■ **THE EXERCISE**
Please type out the part of the album passage starting at "Robert Pollard and Doug Gillard chronology" and ending at "later added vocals.", word for word.

■ **PASSAGE GIVEN**

..........

Studio album by Robert Pollard and Doug Gillard
- Released: December 14, 1999
- Studio: Cro-Magnon Studios (Dayton, Ohio)
- Genre: Indie rock
- Length: 38:04
- Label: Fading Captain Series/Luna
- Producer: Robert Pollard; Doug Gillard;

Robert Pollard chronology
| Kid Marine (1999) | Speak Kindly of Your Volunteer Fire Department (1999) | Choreographed Man of War (2001) |

Doug Gillard chronology
| Malamute Jute (1999) | Speak Kindly of Your Volunteer Fire Department (1999) | Creative Process 473 (2003) |

Robert Pollard and Doug Gillard chronology
|  | Speak Kindly of Your Volunteer Fire Department | Mist King Urth (2003) |

= Speak Kindly of Your Volunteer Fire Department =

Speak Kindly of Your Volunteer Fire Department is a collaboration album between American indie rock musicians Robert Pollard and Doug Gillard released in 1999. For the album, Gillard recorded instrumental tracks for songs Pollard had written (along with contributing four instrumentals of his own), to which Pollard later added vocals.

The fifth track of the album, 'Do Something Real', appeared as the final soundtrack to Steven Soderbergh's 2002 film Full Frontal.

..........

■ **DATA**
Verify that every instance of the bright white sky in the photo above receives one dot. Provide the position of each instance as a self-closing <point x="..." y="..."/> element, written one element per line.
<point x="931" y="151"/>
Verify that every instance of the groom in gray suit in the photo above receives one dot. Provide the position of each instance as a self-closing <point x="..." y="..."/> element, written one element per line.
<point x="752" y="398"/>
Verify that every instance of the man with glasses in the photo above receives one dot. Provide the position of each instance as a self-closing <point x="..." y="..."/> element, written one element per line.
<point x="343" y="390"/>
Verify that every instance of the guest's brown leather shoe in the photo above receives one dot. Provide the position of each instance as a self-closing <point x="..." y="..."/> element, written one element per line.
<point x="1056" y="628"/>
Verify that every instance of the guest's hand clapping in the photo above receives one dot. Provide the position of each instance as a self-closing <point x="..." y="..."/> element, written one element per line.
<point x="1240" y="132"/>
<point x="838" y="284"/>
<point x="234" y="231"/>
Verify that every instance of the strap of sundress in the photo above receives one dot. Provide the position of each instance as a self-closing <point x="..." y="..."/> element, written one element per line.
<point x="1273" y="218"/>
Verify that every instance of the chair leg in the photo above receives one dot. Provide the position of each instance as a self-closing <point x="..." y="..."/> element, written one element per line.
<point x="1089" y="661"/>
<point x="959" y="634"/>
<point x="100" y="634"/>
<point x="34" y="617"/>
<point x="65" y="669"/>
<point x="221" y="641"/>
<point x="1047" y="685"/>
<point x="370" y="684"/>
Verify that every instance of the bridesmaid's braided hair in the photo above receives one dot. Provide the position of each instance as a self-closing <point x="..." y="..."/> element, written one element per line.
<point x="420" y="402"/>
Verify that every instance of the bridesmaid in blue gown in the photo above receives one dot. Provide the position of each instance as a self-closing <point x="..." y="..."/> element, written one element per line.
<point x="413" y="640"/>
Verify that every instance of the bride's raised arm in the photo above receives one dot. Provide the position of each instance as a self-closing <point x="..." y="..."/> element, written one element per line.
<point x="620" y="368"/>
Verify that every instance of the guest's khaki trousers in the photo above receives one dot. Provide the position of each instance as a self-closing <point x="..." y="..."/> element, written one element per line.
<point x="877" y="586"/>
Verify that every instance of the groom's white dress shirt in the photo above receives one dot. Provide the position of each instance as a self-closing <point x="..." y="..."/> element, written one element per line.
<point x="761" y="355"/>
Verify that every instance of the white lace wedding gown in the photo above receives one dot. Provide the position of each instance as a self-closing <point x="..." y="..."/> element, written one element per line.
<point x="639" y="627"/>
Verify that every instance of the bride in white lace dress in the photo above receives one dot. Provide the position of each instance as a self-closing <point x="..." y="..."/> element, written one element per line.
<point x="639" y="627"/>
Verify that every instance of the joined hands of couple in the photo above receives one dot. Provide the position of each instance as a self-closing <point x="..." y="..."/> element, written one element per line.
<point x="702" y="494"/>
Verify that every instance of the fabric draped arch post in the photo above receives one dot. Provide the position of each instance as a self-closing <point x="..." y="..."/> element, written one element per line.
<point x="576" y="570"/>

..........

■ **WRITTEN ANSWER**
Robert Pollard and Doug Gillard chronology
|  | Speak Kindly of Your Volunteer Fire Department | Mist King Urth (2003) |

= Speak Kindly of Your Volunteer Fire Department =

Speak Kindly of Your Volunteer Fire Department is a collaboration album between American indie rock musicians Robert Pollard and Doug Gillard released in 1999. For the album, Gillard recorded instrumental tracks for songs Pollard had written (along with contributing four instrumentals of his own), to which Pollard later added vocals.